Referring expression pointing data

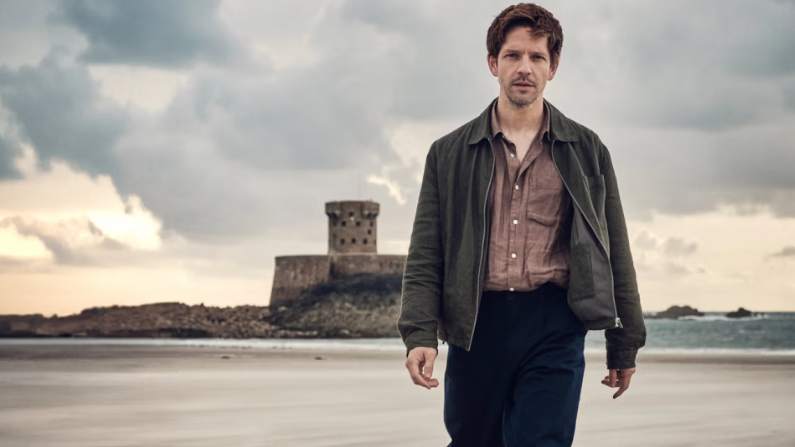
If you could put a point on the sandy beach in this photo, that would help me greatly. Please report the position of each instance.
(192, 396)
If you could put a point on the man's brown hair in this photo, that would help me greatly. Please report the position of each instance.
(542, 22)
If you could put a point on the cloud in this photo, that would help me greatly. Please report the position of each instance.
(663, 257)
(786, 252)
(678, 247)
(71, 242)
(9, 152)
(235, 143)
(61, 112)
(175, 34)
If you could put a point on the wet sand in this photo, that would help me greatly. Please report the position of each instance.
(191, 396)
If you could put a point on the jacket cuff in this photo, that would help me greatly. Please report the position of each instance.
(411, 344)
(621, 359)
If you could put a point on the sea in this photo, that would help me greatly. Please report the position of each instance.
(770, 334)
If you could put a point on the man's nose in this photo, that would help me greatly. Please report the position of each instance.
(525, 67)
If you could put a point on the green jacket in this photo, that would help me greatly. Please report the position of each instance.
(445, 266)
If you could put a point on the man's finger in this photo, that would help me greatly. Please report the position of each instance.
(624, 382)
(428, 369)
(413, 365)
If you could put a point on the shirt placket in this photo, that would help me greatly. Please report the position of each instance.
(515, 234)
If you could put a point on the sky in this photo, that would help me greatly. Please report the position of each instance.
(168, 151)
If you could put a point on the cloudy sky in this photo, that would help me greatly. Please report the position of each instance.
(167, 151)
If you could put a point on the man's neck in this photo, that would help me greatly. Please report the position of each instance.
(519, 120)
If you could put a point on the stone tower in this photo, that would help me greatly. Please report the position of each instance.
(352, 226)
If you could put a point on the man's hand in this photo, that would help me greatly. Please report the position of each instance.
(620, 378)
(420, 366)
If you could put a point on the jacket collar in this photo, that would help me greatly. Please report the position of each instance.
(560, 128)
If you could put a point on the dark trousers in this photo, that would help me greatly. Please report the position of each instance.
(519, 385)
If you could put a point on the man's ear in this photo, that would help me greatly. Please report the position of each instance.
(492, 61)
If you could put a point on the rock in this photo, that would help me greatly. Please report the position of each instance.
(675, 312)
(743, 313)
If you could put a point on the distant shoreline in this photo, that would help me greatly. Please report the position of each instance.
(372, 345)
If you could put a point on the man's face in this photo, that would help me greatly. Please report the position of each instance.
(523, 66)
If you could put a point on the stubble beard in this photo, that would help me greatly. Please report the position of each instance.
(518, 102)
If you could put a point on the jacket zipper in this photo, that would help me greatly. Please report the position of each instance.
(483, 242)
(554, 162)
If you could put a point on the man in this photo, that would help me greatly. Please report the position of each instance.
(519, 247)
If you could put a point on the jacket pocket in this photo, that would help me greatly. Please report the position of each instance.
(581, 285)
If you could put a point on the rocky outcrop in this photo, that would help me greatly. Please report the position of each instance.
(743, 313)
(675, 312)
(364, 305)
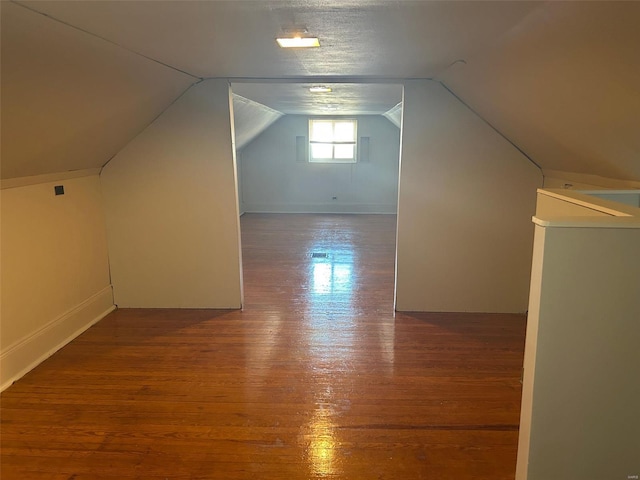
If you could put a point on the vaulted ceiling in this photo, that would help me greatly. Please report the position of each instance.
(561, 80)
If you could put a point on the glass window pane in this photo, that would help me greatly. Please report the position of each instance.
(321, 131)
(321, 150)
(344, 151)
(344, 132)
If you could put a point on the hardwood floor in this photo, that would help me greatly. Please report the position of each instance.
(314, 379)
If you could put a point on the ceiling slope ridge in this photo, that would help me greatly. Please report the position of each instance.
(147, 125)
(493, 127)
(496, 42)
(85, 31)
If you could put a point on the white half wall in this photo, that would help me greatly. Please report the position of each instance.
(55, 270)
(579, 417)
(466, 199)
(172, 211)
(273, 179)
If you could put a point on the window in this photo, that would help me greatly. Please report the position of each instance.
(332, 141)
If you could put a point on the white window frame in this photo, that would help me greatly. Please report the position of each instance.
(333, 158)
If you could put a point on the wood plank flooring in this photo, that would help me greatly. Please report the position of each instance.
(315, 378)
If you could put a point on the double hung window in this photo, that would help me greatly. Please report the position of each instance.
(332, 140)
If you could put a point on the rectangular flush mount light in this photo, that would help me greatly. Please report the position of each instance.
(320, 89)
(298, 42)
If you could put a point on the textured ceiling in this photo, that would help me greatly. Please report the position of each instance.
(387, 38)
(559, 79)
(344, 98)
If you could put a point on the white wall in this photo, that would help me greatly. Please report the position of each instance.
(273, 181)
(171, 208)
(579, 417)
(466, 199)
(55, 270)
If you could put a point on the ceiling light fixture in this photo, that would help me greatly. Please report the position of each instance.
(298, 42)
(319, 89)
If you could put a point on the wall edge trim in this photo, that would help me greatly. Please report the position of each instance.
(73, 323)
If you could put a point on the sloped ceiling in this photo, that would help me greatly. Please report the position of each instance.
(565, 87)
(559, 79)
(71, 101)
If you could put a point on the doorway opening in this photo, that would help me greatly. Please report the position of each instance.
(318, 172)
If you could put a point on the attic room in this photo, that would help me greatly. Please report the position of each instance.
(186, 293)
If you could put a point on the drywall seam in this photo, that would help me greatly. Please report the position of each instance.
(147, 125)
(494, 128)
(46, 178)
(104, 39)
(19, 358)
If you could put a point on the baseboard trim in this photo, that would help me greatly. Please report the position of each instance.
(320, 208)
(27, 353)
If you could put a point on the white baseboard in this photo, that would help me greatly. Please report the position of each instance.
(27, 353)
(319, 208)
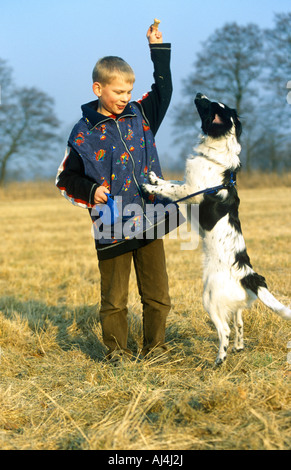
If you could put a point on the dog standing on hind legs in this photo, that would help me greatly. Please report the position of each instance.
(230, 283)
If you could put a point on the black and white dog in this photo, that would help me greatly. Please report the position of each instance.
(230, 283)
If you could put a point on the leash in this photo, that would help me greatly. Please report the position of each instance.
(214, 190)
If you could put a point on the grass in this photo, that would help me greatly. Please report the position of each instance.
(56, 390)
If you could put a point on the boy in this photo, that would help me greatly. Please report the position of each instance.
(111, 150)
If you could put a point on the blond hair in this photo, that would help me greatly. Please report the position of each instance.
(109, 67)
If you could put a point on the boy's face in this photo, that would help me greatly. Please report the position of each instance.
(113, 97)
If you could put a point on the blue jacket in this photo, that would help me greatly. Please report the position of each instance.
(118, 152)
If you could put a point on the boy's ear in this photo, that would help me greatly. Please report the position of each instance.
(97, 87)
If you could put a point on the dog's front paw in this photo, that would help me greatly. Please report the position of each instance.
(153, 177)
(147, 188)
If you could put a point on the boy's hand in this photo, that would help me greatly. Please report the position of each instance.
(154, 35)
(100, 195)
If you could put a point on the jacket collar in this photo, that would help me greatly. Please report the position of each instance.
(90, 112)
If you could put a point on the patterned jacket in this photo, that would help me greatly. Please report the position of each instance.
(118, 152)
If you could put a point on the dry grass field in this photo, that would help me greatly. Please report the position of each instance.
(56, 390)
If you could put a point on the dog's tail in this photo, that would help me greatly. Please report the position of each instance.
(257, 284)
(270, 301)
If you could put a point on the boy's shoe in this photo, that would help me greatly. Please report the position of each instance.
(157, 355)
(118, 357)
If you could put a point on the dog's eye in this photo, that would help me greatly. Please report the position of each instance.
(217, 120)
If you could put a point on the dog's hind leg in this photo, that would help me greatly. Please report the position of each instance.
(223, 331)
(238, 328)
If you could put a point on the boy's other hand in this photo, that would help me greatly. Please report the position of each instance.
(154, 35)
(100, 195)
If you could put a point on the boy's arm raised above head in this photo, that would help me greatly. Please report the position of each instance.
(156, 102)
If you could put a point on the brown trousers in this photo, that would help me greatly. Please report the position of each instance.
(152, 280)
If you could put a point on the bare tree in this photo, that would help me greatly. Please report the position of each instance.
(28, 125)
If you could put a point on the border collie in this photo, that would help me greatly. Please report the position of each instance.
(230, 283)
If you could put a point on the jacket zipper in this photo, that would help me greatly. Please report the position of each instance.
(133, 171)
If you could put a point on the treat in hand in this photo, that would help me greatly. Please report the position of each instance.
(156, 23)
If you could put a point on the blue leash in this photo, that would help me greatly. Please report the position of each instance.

**TASK DETAILS**
Exclude the pictures and give back the rest of the data above exactly as written.

**EXPECTED OUTPUT**
If you could put a point on the sandy beach in this photo, that would help me greatly. Please report the position of each instance.
(192, 396)
If you could put a point on the man's brown hair in this photo, that would help me greatly. Please report the position of each instance.
(542, 22)
If you could put a point on the cloud in this photo, that would help me greatly. Please report the position of each instance.
(663, 257)
(786, 252)
(678, 247)
(71, 242)
(9, 152)
(235, 143)
(61, 112)
(175, 34)
If you could put a point on the wet sand in this photo, that would help me greatly. Please report the position of each instance.
(191, 396)
If you could put a point on the jacket cuff in this photo, that would help me greatly. Please report the position of each instance.
(411, 344)
(621, 359)
If you could put a point on the sea in this photo, that would help me greatly. Please report the position of each instance.
(770, 334)
If you could put a point on the man's nose in this photo, that would help me greatly. Please report the position of each instance.
(525, 67)
If you could put a point on the green jacket in this photo, that would help me greatly. Please report the position of each instance.
(445, 266)
If you could put a point on the man's finger in this photo, that would help me greatly. Please report the position of each instance.
(624, 382)
(428, 369)
(413, 365)
If you could put a point on the shirt placket in this photo, that would help me greatly. Please report the position of each instance.
(515, 234)
If you could put a point on the sky in this photo, that would help me greatly. Please report the position of each instance.
(168, 151)
If you could put a point on the cloudy sky in this photo, that would help me greatly. Please report the position of each instance.
(167, 151)
If you could put a point on the man's neck in this photo, that would help me greatly. Please report the position of each instance.
(519, 120)
If you could put a point on the stone tower in this photo, that would help me greatly. Please report the position of each instance.
(352, 226)
If you could put a point on the man's hand in this photo, that would help me greatly. Please report the position of each instance.
(620, 378)
(420, 366)
If you could put a point on the jacket collar in this photo, that would help me greatly. Please report the position of each instance.
(560, 128)
If you could put a point on the dark trousers in this photo, that would help me greatly. Please report the position of each instance.
(519, 385)
If you could put a point on the man's ear in this photo, that would help me greatly. Please report the position of each instance.
(492, 61)
If you could put a point on the rock in this photo, that would help me greatly. Please report the position of each instance.
(675, 312)
(743, 313)
If you could put a point on the distant shoreline in this photo, that would help me greatly. Please report the position of each instance.
(372, 345)
If you could put a point on the man's face in this photo, that would help me greatly. Please report the position of each instance.
(523, 66)
If you could put a point on the stubble beard in this photo, that would help me greatly. Please report the position of each instance.
(518, 102)
If you could put a point on the jacket zipper in this photo, that would help me greatly. Please report the position of each instance.
(483, 242)
(554, 162)
If you could put a point on the man in this photo, that would help me greatly. Please report the position of each instance.
(519, 247)
If you could put a point on the jacket pocket in this photo, that would help me greatly. Please report the position of each instance.
(581, 285)
If you could put a point on the rocky outcrop in this photo, that would help me greatly. Please report the position of each instance.
(743, 313)
(675, 312)
(364, 305)
If you could put a point on the vaulted ceiling in this photo, that would help me greatly. Please report the position of each instance.
(561, 80)
If you could put a point on the glass window pane in this photo, that would help me greatly. Please report the position of each instance.
(321, 131)
(321, 150)
(344, 151)
(344, 132)
If you could put a point on the hardwood floor in this photo, that would help me greatly. Please report the position of each instance.
(314, 379)
If you could put a point on the ceiling slope ridge in this photo, that would help me greatly. Please report the position of each instance.
(147, 125)
(493, 127)
(496, 42)
(85, 31)
If you could put a point on the white half wall in this photo, that would help me greatly. Please report the position of each instance.
(55, 270)
(579, 417)
(466, 199)
(172, 211)
(273, 179)
If you could put a point on the window in this photo, that would help me greatly. Please report the position of each instance.
(332, 141)
If you could put a point on the white window frame in this photo, that would help me greatly. Please report the position of each instance.
(333, 158)
If you could put a point on the wood plank flooring in this photo, that would help me greatly. Please report the position of each instance.
(315, 378)
If you could put a point on the double hung window in this photo, that would help me greatly. Please report the position of each instance.
(332, 140)
If you could put a point on the rectangular flush mount light in this photo, that would help me greatly. Please report the position of each instance.
(320, 89)
(298, 42)
If you could put a point on the textured ceiling in this photo, that would help me greatly. Please report the position of each instance.
(387, 38)
(559, 79)
(344, 98)
If you could put a point on the white wall in this photo, that would help me greatly. Please report the position of each instance.
(273, 181)
(171, 208)
(579, 417)
(466, 199)
(55, 270)
If you could put a point on the ceiling light fixture in this photo, that would help me greatly. Please report the position of each instance.
(298, 42)
(319, 89)
If you could put a point on the wall edge trim in this photo, that would help me greatly. Please report the position of each instance.
(73, 323)
If you could put a point on the sloped ceiling in this photo, that would help me greatly. Please report the position of each instance.
(565, 87)
(559, 79)
(71, 101)
If you could put a point on the doorway opening in this photo, that would help me greatly. Please report the position of each instance.
(318, 172)
If you could put a point on the attic room in this photo, that would help me greatly. Please report the position of each instance.
(186, 293)
If you could put a point on the drywall seam in this photo, that would help me greatly. Please report the position of each instance.
(147, 125)
(494, 128)
(46, 178)
(104, 39)
(19, 358)
If you could put a point on the baseboard trim in this photo, that would help me greatly. Please report the position of each instance.
(320, 208)
(27, 353)
If you could put a point on the white baseboard in this photo, that would help me greatly. Please report the position of each instance.
(27, 353)
(319, 208)
If you could put a point on the dog standing on hind legs in this photo, that would help me greatly. Please report the position of each instance.
(230, 283)
If you could put a point on the black and white dog in this photo, that would help me greatly. Please report the position of each instance.
(230, 283)
If you could put a point on the leash in this photo, that would help me greatly. Please report the position of each instance.
(214, 190)
If you could put a point on the grass in this photo, that would help me greatly. Please report the position of each instance.
(56, 390)
If you could put a point on the boy in this photo, that would help me greatly. Please report the position of each instance.
(111, 150)
If you could put a point on the blond hair in this photo, that would help me greatly. Please report the position of each instance.
(109, 67)
If you could put a point on the boy's face in this photo, that would help me greatly. Please report the position of each instance.
(113, 97)
If you could put a point on the blue jacket in this photo, that would help me greatly. Please report the position of each instance.
(118, 152)
If you could put a point on the boy's ear in this photo, that would help me greatly. Please report the position of each instance.
(97, 87)
If you could put a point on the dog's front paw in this photo, that would help me greatly. Please report the position of each instance.
(153, 177)
(147, 188)
If you could put a point on the boy's hand in this photo, that would help me greatly. Please report the position of each instance.
(154, 35)
(100, 195)
If you could put a point on the jacket collar in this photo, that would help me greatly. Please report the position of each instance.
(90, 112)
If you could put a point on the patterned jacket in this photo, that would help me greatly. Please report the position of each instance.
(118, 152)
If you could put a point on the dry grass field in this photo, that would help me greatly. Please report the position of each instance.
(56, 390)
If you could put a point on the dog's tail in this photo, that would help me greatly. Please report the position of each instance.
(257, 284)
(270, 301)
If you could put a point on the boy's shoe in this photo, that would help me greatly. Please report the position of each instance.
(157, 355)
(118, 357)
If you could put a point on the dog's eye in this photo, that would help me greatly. Please report the position of each instance.
(217, 120)
If you could put a point on the dog's hind leg in this photo, that would help me greatly. Please report the position of each instance.
(223, 331)
(238, 328)
If you could put a point on the boy's other hand in this photo, that would help me greatly. Please report the position of each instance.
(154, 35)
(100, 195)
If you could put a point on the boy's arm raised above head in this photo, that would help me greatly. Please report the position of each instance.
(156, 102)
If you could put a point on the brown trousers in this photo, that would help me greatly. Please report the position of each instance.
(152, 280)
If you could put a point on the bare tree in this photo, that would help me greatly. Please report the position of each instance.
(28, 125)
If you could put a point on the border collie in this photo, that would help me greatly. Please report the position of each instance.
(230, 283)
If you could put a point on the jacket zipper in this photo, that would help me greatly. Please report the position of each instance.
(133, 171)
If you could put a point on the treat in hand in this photo, that would help me greatly. Please report the position of each instance.
(156, 23)
If you could put a point on the blue leash in this photo, that would help me greatly. Please report the position of each instance.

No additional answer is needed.